| What is required |
Write out each entry word for word.

━━━━━━━━

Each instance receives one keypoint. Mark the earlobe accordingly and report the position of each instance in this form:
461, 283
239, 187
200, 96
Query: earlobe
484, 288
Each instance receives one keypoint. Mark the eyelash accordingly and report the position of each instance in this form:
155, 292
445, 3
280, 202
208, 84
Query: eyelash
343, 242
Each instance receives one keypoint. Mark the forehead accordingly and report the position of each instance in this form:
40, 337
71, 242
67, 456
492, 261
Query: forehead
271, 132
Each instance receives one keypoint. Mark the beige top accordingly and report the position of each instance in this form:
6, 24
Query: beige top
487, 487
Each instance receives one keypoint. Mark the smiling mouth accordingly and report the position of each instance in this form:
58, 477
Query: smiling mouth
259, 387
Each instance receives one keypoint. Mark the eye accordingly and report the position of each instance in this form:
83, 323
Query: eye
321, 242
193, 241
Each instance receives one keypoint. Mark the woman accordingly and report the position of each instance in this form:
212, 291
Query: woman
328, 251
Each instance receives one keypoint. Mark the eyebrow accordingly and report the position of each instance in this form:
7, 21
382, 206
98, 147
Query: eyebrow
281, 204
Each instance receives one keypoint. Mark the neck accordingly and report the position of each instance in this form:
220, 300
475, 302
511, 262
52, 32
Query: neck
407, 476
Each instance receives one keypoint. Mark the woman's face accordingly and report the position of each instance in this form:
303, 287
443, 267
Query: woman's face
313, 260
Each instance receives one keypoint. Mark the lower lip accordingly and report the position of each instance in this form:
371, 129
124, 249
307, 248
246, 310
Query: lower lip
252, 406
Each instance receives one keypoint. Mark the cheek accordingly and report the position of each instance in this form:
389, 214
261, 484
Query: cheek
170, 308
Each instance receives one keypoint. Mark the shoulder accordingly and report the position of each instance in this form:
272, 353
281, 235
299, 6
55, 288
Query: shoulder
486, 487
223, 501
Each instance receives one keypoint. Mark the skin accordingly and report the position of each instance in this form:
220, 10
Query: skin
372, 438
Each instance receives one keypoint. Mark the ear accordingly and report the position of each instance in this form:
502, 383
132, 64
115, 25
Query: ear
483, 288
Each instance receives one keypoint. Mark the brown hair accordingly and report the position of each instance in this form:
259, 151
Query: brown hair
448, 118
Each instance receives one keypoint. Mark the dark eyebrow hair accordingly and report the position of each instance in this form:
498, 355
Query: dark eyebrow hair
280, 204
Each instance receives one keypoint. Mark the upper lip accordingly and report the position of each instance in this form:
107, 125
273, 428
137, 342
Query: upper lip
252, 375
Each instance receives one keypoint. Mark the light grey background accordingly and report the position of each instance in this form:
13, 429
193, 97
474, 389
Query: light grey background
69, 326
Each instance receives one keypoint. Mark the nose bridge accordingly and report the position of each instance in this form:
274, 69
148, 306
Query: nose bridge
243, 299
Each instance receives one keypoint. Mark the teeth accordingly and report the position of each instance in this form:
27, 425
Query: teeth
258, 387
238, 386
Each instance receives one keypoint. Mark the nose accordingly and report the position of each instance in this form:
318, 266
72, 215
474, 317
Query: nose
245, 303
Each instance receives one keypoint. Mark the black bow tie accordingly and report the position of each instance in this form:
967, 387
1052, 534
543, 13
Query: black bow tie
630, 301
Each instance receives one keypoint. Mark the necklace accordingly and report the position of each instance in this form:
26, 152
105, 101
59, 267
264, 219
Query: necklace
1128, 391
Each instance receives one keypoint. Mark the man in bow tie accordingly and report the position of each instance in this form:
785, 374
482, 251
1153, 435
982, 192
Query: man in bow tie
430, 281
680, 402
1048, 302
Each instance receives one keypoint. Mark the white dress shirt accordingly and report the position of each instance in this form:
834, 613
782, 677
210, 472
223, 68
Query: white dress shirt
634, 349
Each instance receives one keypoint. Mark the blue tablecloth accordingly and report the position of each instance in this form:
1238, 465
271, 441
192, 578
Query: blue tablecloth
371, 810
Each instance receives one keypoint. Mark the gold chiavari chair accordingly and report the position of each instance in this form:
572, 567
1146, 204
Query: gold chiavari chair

━━━━━━━━

| Answer box |
Each instance receives one keypoint. Mark the earlobe accordingly and report the position of each instance in this form:
461, 283
239, 187
200, 96
Query: earlobe
484, 288
Each instance receives one keypoint. Mark the eyelash accordingly and report the position of each instance in this form:
155, 292
445, 3
280, 202
208, 84
Query: eyelash
343, 242
Each instance receives one keypoint. Mark the forehead accordingly and report the position of each instance in this form:
40, 337
71, 242
67, 456
492, 261
Query: forehead
271, 132
Each instance receives one keypoint. Mark the beige top accordingly and report the position of each instance in this form:
6, 24
Query: beige top
487, 487
Each instance receives one keypoint. Mark the smiling mouth accordingly and report the position of each instance in this form:
58, 477
Query: smiling mouth
259, 387
Each instance receives one keypoint. Mark the eye accordingly and report the position of each instance in this form:
83, 323
Query: eye
321, 242
193, 241
Each instance receives one keypoint. Mark the woman accordingly and report the position of each instance in this form:
212, 291
Query: woman
328, 251
Each instance receives one keypoint. Mark the eyebrow accordingly and report the position of each instance in this form:
7, 21
382, 206
98, 147
Query: eyebrow
281, 204
Each instance receives one keypoint. Mark the neck accordingly and report the position of each instance in this form:
220, 300
475, 302
511, 262
52, 32
Query: neck
407, 476
Each instance receives one keypoint. Mark the woman's face accordingly and report the position of each instance in this form:
303, 287
443, 267
Query: woman's face
313, 260
Each instance receives one keypoint. Mark the lower lip accordingly and report the position of each instance in this form:
371, 129
124, 249
307, 248
246, 310
Query: lower lip
252, 406
Each instance receives one keypoint. Mark the cheek accordingly and report the position of each instance in this form:
389, 214
261, 484
Query: cheek
170, 308
Each instance receives one keypoint. Mark the shoulder accordingly and report the position of each instance in this form:
272, 353
281, 235
299, 6
55, 288
Query: shoulder
486, 487
223, 501
Each instance receives one keypoint. Mark the skin accordingly and report the position of each instance in this form:
220, 10
Query: skin
372, 438
Each instance receives one keypoint. Mark the ear accordingly and report the position of each instance in this form:
502, 383
132, 64
115, 25
Query: ear
483, 288
Each instance receives one keypoint. Mark the brown hair accordingly and report the position of each instance in this form:
259, 151
Query: brown hair
448, 118
Each instance receives one keypoint. Mark the dark eyebrow hair accordingly and report the position of each instance in this form:
498, 355
Query: dark eyebrow hair
280, 204
Each instance receives one keypoint. Mark the upper lip accordingly and report the position of each instance in this form:
107, 125
273, 428
137, 342
Query: upper lip
252, 375
Each instance receives one keypoint. Mark the light grey background accordingly and report the position of each instance in this form:
13, 429
193, 97
474, 389
Query: light grey background
69, 326
Each instance receives one keypoint. Mark the nose bridge accordingly and report the position of each instance in this form:
274, 69
148, 306
Query: nose bridge
243, 299
Each instance receives one keypoint. Mark the teeth accordingly and report the position of each instance in this form:
27, 425
Query: teeth
258, 387
238, 386
Each instance receives one keypoint. Mark the nose accordingly and report the position of each instance in this form:
318, 266
72, 215
474, 317
Query: nose
245, 303
Each instance receives one keypoint. Mark the black bow tie accordingly and report the position of each instance in this form:
967, 387
1052, 534
543, 13
Query: black bow tie
630, 301
Each instance receives one keypoint. Mark the necklace accordingly and report the position of each instance in this form:
26, 152
105, 101
59, 267
264, 219
Query: necklace
1128, 391
Each instance receives one keypoint. Mark the man in bow tie accordingly and report the position of each instance in this form:
785, 374
482, 251
1153, 435
982, 192
Query: man in bow tie
430, 281
680, 402
1048, 302
Each instance receives one keypoint. Mark the white dress shirt accordingly and report the position of each instance in this form:
834, 613
782, 677
210, 472
223, 68
Query: white dress shirt
634, 349
Each instance receives one keypoint. Mark the blue tablecloth accordingly and report the position of each instance in this form:
1238, 465
271, 441
192, 578
Query: blue tablecloth
371, 810
Each instance receives one keypoint. Mark the gold chiavari chair accordingly and report the position of each instance in this form:
572, 567
1146, 204
Query: gold chiavari chair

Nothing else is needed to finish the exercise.